Erkläre in ein bis drei Sätzen, warum MM die Maurer laut dem Text über kulturelle Missverständnisse nicht lobt.

Textauszug ▸
————

Samstag, 20. Februar 2010

Kulturelle Missverständnisse

Ein interessanter Nebeneffekt der Baustelle sind die anthropologischen und soziologischen Studien, die MM dort betreibt, ich bin leider zu wenig dort, um viel dazu beizutragen, aber lang genug, um Unruhe zu stiften. "Si tacuisses, filosofus mansisses" (Hättest du geschwiegen, wärst du ein Philosoph geblieben) ist einer der beiden lateinischen Sprüche, an die ich mich noch erinnere, der zweite heißt:"Nihil, nisi bene" (Nichts, außer das Gute). Den zweiten wende ich häufig an, den ersten vergesse ich dauernd. Dass ich also zum Obermaurer gesagt habe, dass die Steinwand schöner ist, als ich sie mir vorgestellt habe, wurde als: sie sah besser als auf den Fotos aus, weitergegeben, worauf MM zu OM sagte: "Na dann habe ich doch gute Arbeit geleistet, denn ich musste viele Zeichnungen anfertigen, um meine Frau zu überzeugen, dass freiliegende Steinwände toll sind." Der OM sagt zu MM: "Ach so? Ich dachte, die Signora hätte die Steinwände gewollt."

La Dattilografa versteht diesen Dialog nicht, aber sie hält ihn fest.

Was ich verstehe: MM lobt die Maurer nicht, sie wollen das von mir. Ich verstehe sie und lobe sie, meiner Meinung nach viel zu wenig.

Ich frage MM, wieso er sie nicht lobt. Er sagt, das sei so in seiner Kultur. Man darf einem Kalabresen nichts Gutes sagen, weil er sich augenblicklich so viel einbilden würde, dass er sich nicht mehr anstrengen würde. Siehe Putzfrau.

————

Datensätze ▸

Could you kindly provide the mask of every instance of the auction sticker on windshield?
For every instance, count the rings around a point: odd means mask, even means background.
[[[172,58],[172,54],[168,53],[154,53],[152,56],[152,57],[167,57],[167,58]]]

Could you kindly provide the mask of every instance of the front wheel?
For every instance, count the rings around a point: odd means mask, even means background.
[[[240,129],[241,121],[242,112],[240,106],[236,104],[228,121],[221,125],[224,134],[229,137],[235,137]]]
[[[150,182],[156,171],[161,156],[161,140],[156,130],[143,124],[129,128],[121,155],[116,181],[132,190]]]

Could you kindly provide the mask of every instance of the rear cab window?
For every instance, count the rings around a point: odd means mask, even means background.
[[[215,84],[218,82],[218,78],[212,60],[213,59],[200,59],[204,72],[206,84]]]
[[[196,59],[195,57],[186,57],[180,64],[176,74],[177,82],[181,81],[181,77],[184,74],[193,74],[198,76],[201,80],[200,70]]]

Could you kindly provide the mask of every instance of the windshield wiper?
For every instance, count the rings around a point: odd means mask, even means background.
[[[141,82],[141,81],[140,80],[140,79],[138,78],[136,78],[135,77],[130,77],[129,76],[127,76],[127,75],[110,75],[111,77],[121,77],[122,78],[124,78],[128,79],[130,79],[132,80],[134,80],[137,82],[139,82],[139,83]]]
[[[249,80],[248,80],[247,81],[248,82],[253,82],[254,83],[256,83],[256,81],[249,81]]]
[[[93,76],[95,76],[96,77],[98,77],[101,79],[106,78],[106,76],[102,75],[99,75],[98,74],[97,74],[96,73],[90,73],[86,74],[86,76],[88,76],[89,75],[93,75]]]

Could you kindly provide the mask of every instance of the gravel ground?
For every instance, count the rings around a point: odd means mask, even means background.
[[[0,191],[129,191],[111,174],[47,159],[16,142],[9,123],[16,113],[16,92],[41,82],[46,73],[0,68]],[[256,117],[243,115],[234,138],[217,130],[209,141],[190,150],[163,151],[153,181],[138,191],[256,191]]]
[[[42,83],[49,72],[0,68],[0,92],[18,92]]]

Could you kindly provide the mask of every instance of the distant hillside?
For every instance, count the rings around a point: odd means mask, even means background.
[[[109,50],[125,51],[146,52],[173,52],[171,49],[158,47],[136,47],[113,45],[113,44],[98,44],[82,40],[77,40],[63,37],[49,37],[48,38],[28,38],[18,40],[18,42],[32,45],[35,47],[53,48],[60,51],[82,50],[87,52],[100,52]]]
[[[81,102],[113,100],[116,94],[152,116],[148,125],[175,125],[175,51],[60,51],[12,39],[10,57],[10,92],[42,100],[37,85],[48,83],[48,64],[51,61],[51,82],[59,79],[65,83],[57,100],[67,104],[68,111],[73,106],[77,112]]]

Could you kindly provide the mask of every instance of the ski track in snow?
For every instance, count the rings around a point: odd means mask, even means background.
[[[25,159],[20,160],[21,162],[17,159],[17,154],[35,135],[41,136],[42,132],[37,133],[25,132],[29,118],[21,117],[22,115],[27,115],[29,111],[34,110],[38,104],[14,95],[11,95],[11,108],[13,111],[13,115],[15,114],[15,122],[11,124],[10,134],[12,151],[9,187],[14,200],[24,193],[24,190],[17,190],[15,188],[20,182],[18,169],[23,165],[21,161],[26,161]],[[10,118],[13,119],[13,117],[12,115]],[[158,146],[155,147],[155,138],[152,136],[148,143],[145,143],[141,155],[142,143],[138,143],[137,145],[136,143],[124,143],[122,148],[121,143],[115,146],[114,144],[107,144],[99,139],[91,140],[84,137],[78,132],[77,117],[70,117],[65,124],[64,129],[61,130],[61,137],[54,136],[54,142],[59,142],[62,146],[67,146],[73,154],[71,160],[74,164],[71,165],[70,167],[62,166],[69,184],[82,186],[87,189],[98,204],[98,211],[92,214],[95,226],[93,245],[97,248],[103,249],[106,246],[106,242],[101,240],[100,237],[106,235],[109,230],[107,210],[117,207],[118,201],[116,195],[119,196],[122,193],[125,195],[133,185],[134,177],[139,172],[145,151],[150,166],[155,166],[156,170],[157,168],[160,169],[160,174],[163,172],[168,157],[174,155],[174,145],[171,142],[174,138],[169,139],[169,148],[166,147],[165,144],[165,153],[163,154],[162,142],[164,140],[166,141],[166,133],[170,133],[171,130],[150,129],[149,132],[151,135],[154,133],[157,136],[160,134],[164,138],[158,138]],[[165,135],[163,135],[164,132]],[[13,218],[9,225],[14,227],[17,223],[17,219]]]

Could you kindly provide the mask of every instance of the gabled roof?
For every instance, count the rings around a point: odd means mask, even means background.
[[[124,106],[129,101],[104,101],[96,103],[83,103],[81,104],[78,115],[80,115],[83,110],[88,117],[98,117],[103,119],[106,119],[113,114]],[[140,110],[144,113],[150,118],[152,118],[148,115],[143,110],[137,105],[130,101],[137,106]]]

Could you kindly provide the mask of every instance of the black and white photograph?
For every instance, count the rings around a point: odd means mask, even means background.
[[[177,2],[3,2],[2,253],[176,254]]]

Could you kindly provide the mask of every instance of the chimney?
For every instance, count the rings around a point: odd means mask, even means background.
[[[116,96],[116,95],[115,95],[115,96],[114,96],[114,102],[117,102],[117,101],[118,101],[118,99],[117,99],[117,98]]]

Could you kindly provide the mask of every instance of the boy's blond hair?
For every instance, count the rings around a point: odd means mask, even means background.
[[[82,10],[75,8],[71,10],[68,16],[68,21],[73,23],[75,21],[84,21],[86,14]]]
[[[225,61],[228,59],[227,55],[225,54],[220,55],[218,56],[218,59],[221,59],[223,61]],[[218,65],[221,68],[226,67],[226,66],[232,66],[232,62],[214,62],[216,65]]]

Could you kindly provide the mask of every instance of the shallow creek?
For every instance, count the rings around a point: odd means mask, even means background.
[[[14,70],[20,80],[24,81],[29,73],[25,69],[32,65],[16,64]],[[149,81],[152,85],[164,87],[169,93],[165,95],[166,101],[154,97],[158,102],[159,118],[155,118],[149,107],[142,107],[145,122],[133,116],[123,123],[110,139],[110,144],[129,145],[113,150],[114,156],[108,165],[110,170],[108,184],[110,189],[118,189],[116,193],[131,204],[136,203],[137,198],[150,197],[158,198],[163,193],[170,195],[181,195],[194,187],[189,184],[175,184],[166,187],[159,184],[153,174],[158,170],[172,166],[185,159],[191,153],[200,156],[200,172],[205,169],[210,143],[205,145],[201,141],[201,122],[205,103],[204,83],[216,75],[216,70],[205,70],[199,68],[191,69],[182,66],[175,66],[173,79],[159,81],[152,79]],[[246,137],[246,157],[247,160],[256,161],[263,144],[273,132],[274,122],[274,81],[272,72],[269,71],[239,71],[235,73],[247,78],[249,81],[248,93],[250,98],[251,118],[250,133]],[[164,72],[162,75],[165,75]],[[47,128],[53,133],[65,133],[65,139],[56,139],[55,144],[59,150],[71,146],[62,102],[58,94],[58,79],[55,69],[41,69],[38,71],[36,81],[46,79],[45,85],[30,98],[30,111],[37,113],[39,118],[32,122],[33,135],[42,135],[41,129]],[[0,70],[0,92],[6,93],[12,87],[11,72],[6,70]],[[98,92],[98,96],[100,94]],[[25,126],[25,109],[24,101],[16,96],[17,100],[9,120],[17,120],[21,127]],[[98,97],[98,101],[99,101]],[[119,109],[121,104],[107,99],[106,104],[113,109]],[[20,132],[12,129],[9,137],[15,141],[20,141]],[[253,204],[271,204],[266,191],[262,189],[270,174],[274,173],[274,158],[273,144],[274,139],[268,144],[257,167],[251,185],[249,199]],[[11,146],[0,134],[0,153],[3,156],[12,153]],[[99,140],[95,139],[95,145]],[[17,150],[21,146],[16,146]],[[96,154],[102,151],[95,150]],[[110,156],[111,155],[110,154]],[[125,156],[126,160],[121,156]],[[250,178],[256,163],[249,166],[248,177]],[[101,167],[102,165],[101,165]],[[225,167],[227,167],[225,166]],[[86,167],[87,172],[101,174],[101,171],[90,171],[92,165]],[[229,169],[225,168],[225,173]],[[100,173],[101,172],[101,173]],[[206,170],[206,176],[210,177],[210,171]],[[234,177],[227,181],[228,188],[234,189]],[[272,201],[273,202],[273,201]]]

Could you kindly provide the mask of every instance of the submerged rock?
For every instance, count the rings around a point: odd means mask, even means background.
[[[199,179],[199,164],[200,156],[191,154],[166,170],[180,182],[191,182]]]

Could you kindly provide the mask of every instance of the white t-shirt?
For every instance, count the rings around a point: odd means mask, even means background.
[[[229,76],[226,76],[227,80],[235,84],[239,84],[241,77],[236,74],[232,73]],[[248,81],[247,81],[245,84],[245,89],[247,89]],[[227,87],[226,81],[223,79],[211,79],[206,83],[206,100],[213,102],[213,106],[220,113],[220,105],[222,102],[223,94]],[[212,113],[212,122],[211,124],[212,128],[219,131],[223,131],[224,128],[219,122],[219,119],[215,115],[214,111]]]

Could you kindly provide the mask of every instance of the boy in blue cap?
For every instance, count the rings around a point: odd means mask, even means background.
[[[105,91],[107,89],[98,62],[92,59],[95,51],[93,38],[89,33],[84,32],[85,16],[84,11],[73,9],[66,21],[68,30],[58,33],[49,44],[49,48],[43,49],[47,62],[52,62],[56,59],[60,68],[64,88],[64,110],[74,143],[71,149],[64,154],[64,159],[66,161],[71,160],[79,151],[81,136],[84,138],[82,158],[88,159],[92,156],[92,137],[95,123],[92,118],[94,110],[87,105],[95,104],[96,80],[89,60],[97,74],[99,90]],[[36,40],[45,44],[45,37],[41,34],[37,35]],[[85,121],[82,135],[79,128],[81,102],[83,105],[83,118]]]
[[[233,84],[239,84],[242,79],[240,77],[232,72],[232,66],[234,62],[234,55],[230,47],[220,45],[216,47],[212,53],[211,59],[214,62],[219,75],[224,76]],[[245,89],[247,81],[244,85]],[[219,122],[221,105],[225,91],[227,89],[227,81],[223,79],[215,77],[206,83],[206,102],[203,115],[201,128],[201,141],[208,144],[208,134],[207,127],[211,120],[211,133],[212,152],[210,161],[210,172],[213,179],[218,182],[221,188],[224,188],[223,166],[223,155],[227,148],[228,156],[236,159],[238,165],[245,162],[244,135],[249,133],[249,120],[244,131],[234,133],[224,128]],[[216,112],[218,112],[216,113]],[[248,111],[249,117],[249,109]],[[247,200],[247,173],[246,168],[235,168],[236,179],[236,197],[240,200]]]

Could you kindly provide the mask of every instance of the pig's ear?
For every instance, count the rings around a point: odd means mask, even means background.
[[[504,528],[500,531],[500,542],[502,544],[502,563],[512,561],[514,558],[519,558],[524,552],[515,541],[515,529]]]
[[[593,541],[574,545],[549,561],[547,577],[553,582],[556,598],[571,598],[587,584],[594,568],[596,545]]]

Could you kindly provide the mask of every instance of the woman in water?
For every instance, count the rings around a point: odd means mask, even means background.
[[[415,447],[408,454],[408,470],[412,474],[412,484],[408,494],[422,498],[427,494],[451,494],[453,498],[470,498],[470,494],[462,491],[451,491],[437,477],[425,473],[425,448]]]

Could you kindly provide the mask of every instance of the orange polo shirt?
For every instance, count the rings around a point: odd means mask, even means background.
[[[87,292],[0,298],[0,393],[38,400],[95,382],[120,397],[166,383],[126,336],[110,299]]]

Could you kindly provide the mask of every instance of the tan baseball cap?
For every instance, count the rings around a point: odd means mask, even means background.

————

Antwort ▸
MM lobt die Maurer nicht, weil das nach seinen Worten in seiner Kultur so ist. Einem Kalabresen dürfe man nichts Gutes sagen, da er sich sonst sofort so viel einbilden würde, dass er sich nicht mehr anstrengen würde.